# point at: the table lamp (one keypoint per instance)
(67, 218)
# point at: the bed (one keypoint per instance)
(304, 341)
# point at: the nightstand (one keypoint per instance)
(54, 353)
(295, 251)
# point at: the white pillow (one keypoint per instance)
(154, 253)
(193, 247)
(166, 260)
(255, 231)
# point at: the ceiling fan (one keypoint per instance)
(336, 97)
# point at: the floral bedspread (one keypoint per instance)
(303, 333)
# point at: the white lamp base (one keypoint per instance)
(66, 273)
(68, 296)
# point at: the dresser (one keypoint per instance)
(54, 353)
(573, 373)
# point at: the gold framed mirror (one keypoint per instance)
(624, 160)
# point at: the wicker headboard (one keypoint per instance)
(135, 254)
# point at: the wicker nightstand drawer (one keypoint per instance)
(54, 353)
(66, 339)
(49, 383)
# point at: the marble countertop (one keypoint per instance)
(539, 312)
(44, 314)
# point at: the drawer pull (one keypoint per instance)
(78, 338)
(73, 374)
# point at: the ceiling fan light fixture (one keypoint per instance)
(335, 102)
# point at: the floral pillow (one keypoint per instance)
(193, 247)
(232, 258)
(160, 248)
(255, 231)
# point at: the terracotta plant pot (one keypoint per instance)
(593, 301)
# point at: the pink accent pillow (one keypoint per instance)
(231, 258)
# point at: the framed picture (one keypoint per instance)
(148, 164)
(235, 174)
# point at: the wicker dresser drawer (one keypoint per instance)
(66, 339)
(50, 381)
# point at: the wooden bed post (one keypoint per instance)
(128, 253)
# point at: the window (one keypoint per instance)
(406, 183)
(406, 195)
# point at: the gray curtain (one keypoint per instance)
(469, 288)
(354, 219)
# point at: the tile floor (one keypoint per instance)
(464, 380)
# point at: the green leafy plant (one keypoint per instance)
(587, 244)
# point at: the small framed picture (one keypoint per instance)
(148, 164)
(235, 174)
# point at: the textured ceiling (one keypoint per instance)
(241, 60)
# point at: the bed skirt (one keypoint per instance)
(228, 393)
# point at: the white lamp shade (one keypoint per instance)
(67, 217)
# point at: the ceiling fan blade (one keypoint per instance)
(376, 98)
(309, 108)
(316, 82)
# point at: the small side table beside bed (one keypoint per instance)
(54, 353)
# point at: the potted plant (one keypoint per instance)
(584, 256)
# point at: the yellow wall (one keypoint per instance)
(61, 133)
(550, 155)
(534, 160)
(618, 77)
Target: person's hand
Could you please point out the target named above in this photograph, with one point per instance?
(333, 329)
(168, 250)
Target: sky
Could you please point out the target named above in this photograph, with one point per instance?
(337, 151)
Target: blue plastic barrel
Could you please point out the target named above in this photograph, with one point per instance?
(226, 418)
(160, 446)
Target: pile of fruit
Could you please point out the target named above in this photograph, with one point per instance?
※
**DIRECTIONS**
Starting at the line that contains "# point at: the ceiling fan light" and continuing through the last line, write those lines out again with "cushion" in place of "pillow" and everything else left as it is.

**WRITTEN REPLY**
# point at: the ceiling fan light fixture (one keypoint per instance)
(335, 102)
# point at: the floral cushion (one keypoint per instance)
(193, 247)
(232, 258)
(160, 248)
(255, 231)
# point at: the terracotta plant pot (one keypoint per instance)
(593, 301)
# point at: the pink accent cushion (one keypoint per instance)
(231, 258)
# point at: the framed picture (one keypoint per instance)
(148, 164)
(235, 174)
# point at: the wicker dresser drawer (one keypoint per instance)
(66, 339)
(50, 381)
# point at: the wooden bed post (one keypoint per instance)
(128, 253)
# point at: the window (one keypoint per instance)
(406, 183)
(406, 195)
# point at: the gray curtain (one keypoint per instance)
(469, 288)
(354, 219)
# point at: the tile floor (one keypoint per instance)
(464, 380)
# point at: the green leafy plant (one keypoint per instance)
(587, 244)
# point at: the small framed picture (one keypoint per instance)
(148, 164)
(235, 174)
# point at: the textured ceiling (one keypoint per instance)
(241, 60)
# point at: the bed skirt (one keypoint per instance)
(228, 393)
# point at: the white lamp shade (one keypoint per instance)
(67, 217)
# point at: the ceiling fan blade (one keypoint per instance)
(376, 98)
(309, 108)
(316, 82)
# point at: the small side table beside bed (one keypoint per instance)
(54, 353)
# point at: the potted plant (one keypoint per instance)
(584, 256)
# point at: the yellow wall (one keypoint per instance)
(61, 133)
(550, 155)
(534, 160)
(618, 77)
Target: person's hand
Could you please point out the target named above in this photograph, with one point per instance?
(333, 329)
(168, 250)
Target: sky
Could you please point out the target named above in this photograph, with one point per instance?
(337, 151)
Target: blue plastic barrel
Could you please point out the target named above in this photograph, with one point per instance?
(226, 418)
(160, 446)
Target: pile of fruit
Could you please point out the target named above in this photograph, with one point per instance?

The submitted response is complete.